◆ Aufgabenstellung
1) Wie viel Prozent der Energie des grünen Stroms lassen sich laut dem Text über synthetisches Gas zum Heizen derzeit höchstens in synthetischem Gas speichern?
2) Gib aus dem Text über synthetisches Gas zum Heizen alles von „In der Anwendung“ bis hinunter zu „höhere Heizkosten zu.“ wortgetreu wieder.
3) Zähle sämtliche Quellenangaben mit Jahreszahl auf, die der Text über synthetisches Gas zum Heizen nennt.

◆ Ausgewählter Text
━━━
Der Grund ist, dass für die Herstellung von klimaneutralem Wasserstoff zunächst grüner Strom erzeugt werden muss. Mit diesem Strom wird dann in einer Elektrolyseanlage Wasser in Wasserstoff und Sauerstoff zerlegt. Bei Bedarf kann der Wasserstoff zu synthetischem Methan weiterverarbeitet werden. Sowohl bei der Elektrolyse als auch bei der Methansynthese kommt es aber zu Energieverlusten. Maximal 60 Prozent der Energie des grünen Stroms werden gegenwärtig in synthetischem Gas gespeichert, zukünftig wird ein etwas höherer Wirkungsgrad für möglich gehalten (Fendt, Buttler, Gaderer & Spliethoff, 2016; Hodges et al., 2022; Tjarks, 2017; Zachmann et al., 2021).
In der Anwendung konkurriert dieses Gas bei der Bereitstellung von Raumwärme mit der Wärmepumpentechnologie, die mit einer Kilowattstunde Strom 3 bis 4,5 Kilowattstunden Wärme bereitstellt (vgl. Kapitel 5 und Scientists for Future, 2022c). Letztlich führt dies dazu, dass für das Heizen mit synthetischem Gas ca. sechsmal so viel grüner Strom erzeugt werden muss wie für das Heizen mit einer Wärmepumpe. Damit erfüllt synthetisches Gas eine wesentliche Anforderung an die Energieversorgung nicht: es ist nicht wirtschaftlich (Clausen, 2022; Scientists for Future, 2022a). Auf die zukünftigen Kund:innen kommen u.U. deutlich höhere Heizkosten zu.
━━━
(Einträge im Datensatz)
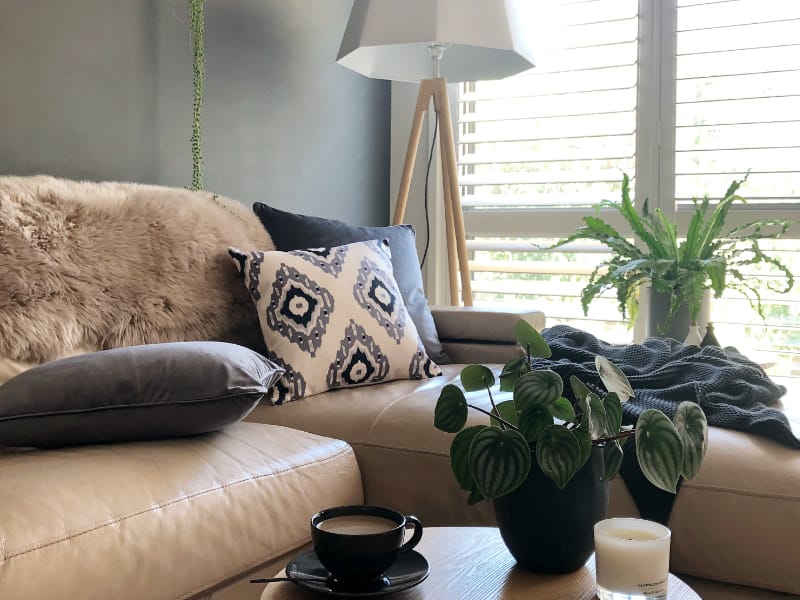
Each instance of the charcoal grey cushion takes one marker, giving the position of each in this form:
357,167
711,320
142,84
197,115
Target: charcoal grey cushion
290,231
134,393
━━━
◆ Ergebnisse je Aufgabe
1) Derzeit lassen sich höchstens 60 Prozent der Energie des grünen Stroms in synthetischem Gas speichern.

2)
In der Anwendung konkurriert dieses Gas bei der Bereitstellung von Raumwärme mit der Wärmepumpentechnologie, die mit einer Kilowattstunde Strom 3 bis 4,5 Kilowattstunden Wärme bereitstellt (vgl. Kapitel 5 und Scientists for Future, 2022c). Letztlich führt dies dazu, dass für das Heizen mit synthetischem Gas ca. sechsmal so viel grüner Strom erzeugt werden muss wie für das Heizen mit einer Wärmepumpe. Damit erfüllt synthetisches Gas eine wesentliche Anforderung an die Energieversorgung nicht: es ist nicht wirtschaftlich (Clausen, 2022; Scientists for Future, 2022a). Auf die zukünftigen Kund:innen kommen u.U. deutlich höhere Heizkosten zu.

3)
- Fendt, Buttler, Gaderer & Spliethoff, 2016
- Hodges et al., 2022
- Tjarks, 2017
- Zachmann et al., 2021
- Scientists for Future, 2022c
- Clausen, 2022
- Scientists for Future, 2022a